>>>>
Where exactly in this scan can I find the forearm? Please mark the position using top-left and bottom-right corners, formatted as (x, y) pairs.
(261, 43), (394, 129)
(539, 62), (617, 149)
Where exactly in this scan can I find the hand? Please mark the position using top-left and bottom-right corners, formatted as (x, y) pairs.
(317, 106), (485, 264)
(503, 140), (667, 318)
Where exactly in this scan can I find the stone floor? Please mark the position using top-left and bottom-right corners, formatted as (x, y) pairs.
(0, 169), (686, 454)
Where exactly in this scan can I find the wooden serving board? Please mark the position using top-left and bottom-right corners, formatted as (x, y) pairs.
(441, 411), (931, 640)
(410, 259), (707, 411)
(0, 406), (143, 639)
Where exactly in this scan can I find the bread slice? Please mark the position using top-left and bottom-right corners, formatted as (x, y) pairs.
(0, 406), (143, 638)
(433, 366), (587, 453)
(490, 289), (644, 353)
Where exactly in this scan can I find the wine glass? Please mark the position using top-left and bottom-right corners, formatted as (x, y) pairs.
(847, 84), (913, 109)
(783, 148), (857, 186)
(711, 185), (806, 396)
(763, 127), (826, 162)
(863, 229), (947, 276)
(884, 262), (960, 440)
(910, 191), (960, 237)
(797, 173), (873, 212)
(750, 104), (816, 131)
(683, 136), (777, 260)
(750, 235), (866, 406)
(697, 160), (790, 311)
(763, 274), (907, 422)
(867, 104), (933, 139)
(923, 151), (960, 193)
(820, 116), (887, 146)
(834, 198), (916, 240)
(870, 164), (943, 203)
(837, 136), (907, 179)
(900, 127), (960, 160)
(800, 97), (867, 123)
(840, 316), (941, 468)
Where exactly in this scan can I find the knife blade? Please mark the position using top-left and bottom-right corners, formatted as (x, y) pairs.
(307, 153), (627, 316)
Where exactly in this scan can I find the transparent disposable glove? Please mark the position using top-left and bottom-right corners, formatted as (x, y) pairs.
<<<<
== THE TASK ==
Please return all of the records above word for word, leaving every line unchanged.

== WRITTEN REPLY ==
Where exactly in this scan can I find the forearm? Please mark the position using top-left and bottom-right corners, formatted as (x, y) pairs.
(261, 43), (394, 129)
(539, 62), (617, 149)
Where exactly in this scan can I find the hand? Please mark the position using top-left and bottom-right corners, formatted as (x, y) pairs.
(317, 106), (485, 264)
(503, 140), (667, 318)
Where exactly in this scan can I find the stone floor? Please mark the position using top-left and bottom-right corners, formatted as (x, y) pairs.
(0, 169), (686, 454)
Where exactly in this scan can I find the wooden serving board? Please mark the position using top-left and bottom-right corners, formatted as (x, y) pairs.
(441, 411), (931, 640)
(410, 259), (707, 411)
(0, 406), (143, 639)
Where exactly in this scan can I find the bread slice? Please mark the position using top-left and bottom-right corners, formatted as (x, y) pairs.
(0, 406), (143, 638)
(433, 366), (587, 453)
(490, 289), (644, 353)
Where exactly in this scan can I find the wine glass? Please mark the position using top-left and bottom-right corners, formatted as (x, y) pairs.
(847, 84), (913, 109)
(783, 148), (857, 186)
(711, 185), (806, 396)
(763, 127), (826, 162)
(863, 229), (947, 276)
(884, 262), (960, 440)
(910, 191), (960, 237)
(797, 173), (873, 212)
(750, 104), (816, 131)
(683, 136), (777, 260)
(750, 235), (866, 406)
(697, 160), (790, 311)
(763, 274), (907, 422)
(867, 104), (933, 139)
(923, 151), (960, 193)
(820, 116), (887, 146)
(834, 198), (916, 240)
(870, 164), (943, 203)
(837, 136), (907, 179)
(900, 127), (960, 160)
(800, 97), (867, 123)
(840, 316), (941, 468)
Where exactly in this scan can I find the knife blade? Please mark the position using top-left and bottom-right corners, formatted as (x, y) pairs.
(307, 153), (627, 316)
Where exactly in this scan can I find the transparent disposable glove? Please mark the position using top-left and bottom-right corners, formatted as (x, y) pairs.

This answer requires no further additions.